== Segment start ==

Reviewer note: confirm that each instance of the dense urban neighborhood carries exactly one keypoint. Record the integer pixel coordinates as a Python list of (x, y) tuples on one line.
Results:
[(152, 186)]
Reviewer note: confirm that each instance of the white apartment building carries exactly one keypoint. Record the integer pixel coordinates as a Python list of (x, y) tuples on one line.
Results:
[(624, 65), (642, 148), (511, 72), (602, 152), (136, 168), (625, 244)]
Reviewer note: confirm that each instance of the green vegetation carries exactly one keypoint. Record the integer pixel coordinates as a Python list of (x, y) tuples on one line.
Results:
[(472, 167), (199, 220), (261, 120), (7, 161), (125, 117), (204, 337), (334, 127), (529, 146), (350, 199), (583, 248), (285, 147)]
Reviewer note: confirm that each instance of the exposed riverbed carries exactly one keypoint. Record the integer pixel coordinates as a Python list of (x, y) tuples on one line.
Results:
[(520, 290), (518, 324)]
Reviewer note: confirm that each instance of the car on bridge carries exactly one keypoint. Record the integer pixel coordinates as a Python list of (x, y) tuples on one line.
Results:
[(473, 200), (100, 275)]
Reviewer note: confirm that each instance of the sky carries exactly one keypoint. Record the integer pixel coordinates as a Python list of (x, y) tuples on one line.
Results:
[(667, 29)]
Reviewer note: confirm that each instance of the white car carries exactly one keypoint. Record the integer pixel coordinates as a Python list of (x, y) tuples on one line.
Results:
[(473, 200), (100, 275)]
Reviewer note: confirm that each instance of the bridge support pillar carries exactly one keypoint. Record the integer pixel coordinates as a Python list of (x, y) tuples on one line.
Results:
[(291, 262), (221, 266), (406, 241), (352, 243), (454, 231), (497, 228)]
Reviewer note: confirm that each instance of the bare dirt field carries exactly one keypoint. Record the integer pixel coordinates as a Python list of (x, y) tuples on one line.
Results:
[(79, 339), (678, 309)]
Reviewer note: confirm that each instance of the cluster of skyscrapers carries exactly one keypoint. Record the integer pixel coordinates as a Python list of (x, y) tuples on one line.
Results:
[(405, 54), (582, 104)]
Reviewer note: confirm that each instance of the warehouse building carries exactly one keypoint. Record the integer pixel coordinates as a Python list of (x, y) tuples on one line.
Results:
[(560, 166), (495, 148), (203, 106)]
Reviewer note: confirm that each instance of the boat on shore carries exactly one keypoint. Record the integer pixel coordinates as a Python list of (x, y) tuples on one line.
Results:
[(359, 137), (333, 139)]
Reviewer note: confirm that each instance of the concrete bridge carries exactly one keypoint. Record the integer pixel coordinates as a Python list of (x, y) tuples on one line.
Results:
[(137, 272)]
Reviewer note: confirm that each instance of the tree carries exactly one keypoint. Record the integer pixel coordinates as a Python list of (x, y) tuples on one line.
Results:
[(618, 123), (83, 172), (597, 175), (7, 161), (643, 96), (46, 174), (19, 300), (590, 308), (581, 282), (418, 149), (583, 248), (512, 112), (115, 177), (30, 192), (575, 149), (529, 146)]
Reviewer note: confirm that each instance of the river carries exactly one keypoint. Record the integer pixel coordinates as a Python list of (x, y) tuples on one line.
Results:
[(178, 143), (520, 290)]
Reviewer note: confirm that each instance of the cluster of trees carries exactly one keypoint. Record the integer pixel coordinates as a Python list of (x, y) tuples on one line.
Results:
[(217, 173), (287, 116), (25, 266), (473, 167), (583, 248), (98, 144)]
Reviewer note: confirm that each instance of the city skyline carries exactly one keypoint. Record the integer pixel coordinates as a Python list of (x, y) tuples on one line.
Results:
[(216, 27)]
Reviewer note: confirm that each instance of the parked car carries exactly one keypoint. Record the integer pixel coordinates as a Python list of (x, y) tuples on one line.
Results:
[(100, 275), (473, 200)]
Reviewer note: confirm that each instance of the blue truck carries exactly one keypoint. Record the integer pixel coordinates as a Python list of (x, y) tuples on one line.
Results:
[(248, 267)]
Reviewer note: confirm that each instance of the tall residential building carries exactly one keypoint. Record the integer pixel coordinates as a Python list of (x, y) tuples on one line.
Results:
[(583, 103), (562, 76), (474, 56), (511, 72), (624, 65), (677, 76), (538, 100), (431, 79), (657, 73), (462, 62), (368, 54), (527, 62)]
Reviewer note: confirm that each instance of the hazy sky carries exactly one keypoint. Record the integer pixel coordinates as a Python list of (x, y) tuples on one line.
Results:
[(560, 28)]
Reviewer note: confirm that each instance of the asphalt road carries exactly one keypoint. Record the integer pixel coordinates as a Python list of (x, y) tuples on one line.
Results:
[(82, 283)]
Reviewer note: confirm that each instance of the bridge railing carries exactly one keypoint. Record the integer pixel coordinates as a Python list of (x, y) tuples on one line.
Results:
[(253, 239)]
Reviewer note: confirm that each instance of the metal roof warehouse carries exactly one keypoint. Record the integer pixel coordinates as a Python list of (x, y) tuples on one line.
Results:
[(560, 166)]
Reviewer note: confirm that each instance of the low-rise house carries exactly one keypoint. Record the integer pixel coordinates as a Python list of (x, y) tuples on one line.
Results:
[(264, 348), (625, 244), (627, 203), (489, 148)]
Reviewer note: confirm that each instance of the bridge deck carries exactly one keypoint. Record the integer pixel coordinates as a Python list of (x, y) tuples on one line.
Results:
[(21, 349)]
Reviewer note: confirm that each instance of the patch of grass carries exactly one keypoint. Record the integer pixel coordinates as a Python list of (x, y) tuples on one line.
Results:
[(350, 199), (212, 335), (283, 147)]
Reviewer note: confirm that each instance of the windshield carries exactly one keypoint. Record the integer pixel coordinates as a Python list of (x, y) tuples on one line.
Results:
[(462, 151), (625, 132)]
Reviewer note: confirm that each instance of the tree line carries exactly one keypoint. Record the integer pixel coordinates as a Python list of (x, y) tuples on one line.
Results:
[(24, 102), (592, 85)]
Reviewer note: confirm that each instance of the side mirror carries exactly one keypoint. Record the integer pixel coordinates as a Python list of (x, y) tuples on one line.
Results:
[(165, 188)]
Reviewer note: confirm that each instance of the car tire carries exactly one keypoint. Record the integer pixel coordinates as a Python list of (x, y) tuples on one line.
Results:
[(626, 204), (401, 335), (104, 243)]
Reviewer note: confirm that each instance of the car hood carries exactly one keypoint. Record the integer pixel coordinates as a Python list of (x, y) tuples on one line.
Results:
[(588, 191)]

== Segment end ==

### EXERCISE
Set down all the entries again, word for word.

### TASK RESPONSE
Reviewer note: confirm that each instance of the dense urban neighborhood carries exactly one keypoint. Record the integer pixel coordinates as a Python list of (x, y) tuples on one line.
Results:
[(152, 186)]
Reviewer note: confirm that each instance of the white apartment building carries exactly one keypoint. Record the integer pixel coordinates as a Python list of (x, y) tuples on one line.
Results:
[(624, 65), (642, 148), (511, 72), (602, 152), (136, 168), (625, 244)]
Reviewer note: confirm that each instance of the green vegetation carries exactly one keypoint. Record the integer pixel coordinates as a Python list of (x, y) tuples on one line.
Results:
[(472, 167), (199, 220), (261, 120), (7, 161), (125, 117), (204, 337), (334, 127), (529, 146), (350, 199), (583, 248), (285, 147)]
Reviewer note: confirm that each instance of the exposed riverbed carries exactly one keypoint. Record the integer pixel coordinates as a Python list of (x, y) tuples on one line.
Results:
[(520, 290), (518, 324)]
Reviewer note: confirm that each instance of the car on bridge carries exactly one keypoint. Record the integer pixel coordinates as a Python list of (x, y) tuples on one line.
Results:
[(473, 200), (100, 275)]
Reviewer note: confirm that each instance of the sky carries exactly one keypoint. Record the integer pixel coordinates as a Python list of (x, y) tuples on one line.
Results:
[(667, 29)]
Reviewer note: confirm that each instance of the white car carries exactly one keypoint. Record the integer pixel coordinates as a Python list of (x, y) tuples on one line.
Results:
[(473, 200), (100, 275)]
Reviewer note: confirm that each instance of the bridge support pillar carries exactly one keypoint. Record the integer pixel coordinates as a Python list of (x, y) tuples on one line.
Results:
[(291, 262), (221, 266), (406, 241), (352, 243), (454, 231), (497, 228)]
Reviewer note: confirm that each instance of the bare dirt field carries exactly one keypoint. Record the integer pixel coordinates as a Python list of (x, y) tuples on one line.
Results:
[(79, 339), (678, 309)]
Reviewer note: confirm that each instance of the cluster of skyscrapers carries exactly one keypoint. Record the integer pixel coordinates as a Python list of (x, y) tuples on one line.
Results:
[(405, 54), (582, 104)]
Reviewer note: confirm that each instance of the warehouse building carries exactly one keypoint. Record the integer pixel coordinates as a Python list of (x, y) tuples on one line.
Results:
[(560, 166), (495, 148), (203, 106)]
Reviewer note: confirm that each instance of the boat on shore carries exactly one keypoint. Record the integer pixel coordinates as a Python list of (x, y) tuples on one line.
Results:
[(359, 137), (333, 139)]
Reviewer note: confirm that each instance of the concrete bridge carries exactly one keypoint. Record the integer pixel coordinates as a Python list of (x, y) tuples on one line.
Results:
[(137, 272)]
Reviewer note: confirm that each instance of the tree carries exactly one keypoint. Record the integer pixel coordinates as a Python list of (x, y) tuples on one line.
Results:
[(618, 123), (83, 172), (597, 175), (7, 161), (643, 96), (46, 174), (19, 300), (590, 308), (581, 282), (418, 149), (583, 248), (512, 112), (115, 177), (30, 192), (575, 149), (529, 146)]
Reviewer note: confirm that each instance of the river carries exactly one keypoint. Record the integer pixel coordinates as a Python list of (x, y) tuples on one line.
Results:
[(178, 143), (520, 290)]
Reviewer note: confirm that each instance of the cluster of trees carries exactly one keypoint. Record the integer pixel coordinates as a Python list of (x, y) tuples on one line.
Results:
[(217, 173), (287, 116), (25, 266), (473, 167), (583, 248), (98, 144)]
Reviewer note: confirm that each instance of the city skyline carries exactly one keypoint. Record the integer pixel coordinates as a Python list of (x, y) tuples on one line.
Results:
[(216, 27)]
Reviewer note: confirm that each instance of the parked car carries exactly one keypoint. Record the integer pixel coordinates as a Python list of (x, y) tuples on one line.
Results:
[(100, 275), (473, 200)]
Reviewer note: confirm that each instance of the blue truck carries exactly one keypoint. Record the integer pixel coordinates as a Python list of (x, y) tuples on one line.
Results:
[(248, 267)]
Reviewer note: confirm that each instance of the tall residential building carries exactly one keypoint. Record the integer pixel coordinates as a Python list of (x, y) tuples on one line.
Results:
[(583, 103), (562, 76), (474, 56), (511, 72), (624, 65), (677, 76), (538, 100), (431, 79), (657, 73), (462, 62), (368, 54), (527, 62)]
Reviewer note: confirm that each instance of the hazy sky carries exactly one keypoint. Record the integer pixel coordinates as a Python list of (x, y) tuples on one line.
Results:
[(560, 28)]
Reviewer note: confirm that each instance of the asphalt road carries exactly one keypoint. Record the integer pixel coordinates as a Python list of (x, y) tuples on one line.
Results:
[(82, 283)]
Reviewer note: confirm that each instance of the bridge railing carries exactly one keypoint. Record the integer pixel coordinates as a Python list of (x, y) tuples on one line.
Results:
[(253, 239)]
Reviewer note: confirm that each instance of the metal roof warehouse carries exactly one keypoint. Record the integer pixel coordinates as a Python list of (x, y) tuples on one line.
Results:
[(560, 166)]
Reviewer note: confirm that each instance of the low-rise house carries exactly one keypoint. Record the integer pixel coordinates as a Python list of (x, y) tuples on one line.
Results:
[(264, 348), (625, 244), (627, 203), (489, 148)]
Reviewer note: confirm that each instance of the bridge deck carries exactly one keypoint. Record the integer pixel coordinates as a Python list of (x, y) tuples on one line.
Results:
[(21, 349)]
Reviewer note: confirm that each instance of the patch of grass carries exactly one keypoint. Record the integer pixel coordinates as a Python list of (x, y) tuples on one line.
Results:
[(350, 199), (212, 335), (283, 147)]
Reviewer note: confirm that each instance of the windshield carries exactly one keypoint. Record the integer pixel coordinates as a Python list of (x, y) tuples on one line.
Results:
[(462, 151), (625, 132)]
Reviewer note: confirm that each instance of the tree line carries exactly one keypoint. Record the integer pixel coordinates as a Python list of (x, y) tuples on one line.
Results:
[(24, 102), (592, 85)]
Reviewer note: confirm that each instance of the side mirror carries exactly one keypoint. Record the integer pixel coordinates as a Python list of (x, y) tuples on one line.
Results:
[(165, 188)]
Reviewer note: confirm that each instance of the car tire carries exactly one keypoint. Record the integer pixel coordinates as a Python list of (x, y) tuples on one line.
Results:
[(626, 204), (401, 335), (104, 243)]
Reviewer note: confirm that each instance of the car hood carries exactly one keypoint. Record the integer pixel coordinates as a Python list of (x, y) tuples on one line.
Results:
[(588, 191)]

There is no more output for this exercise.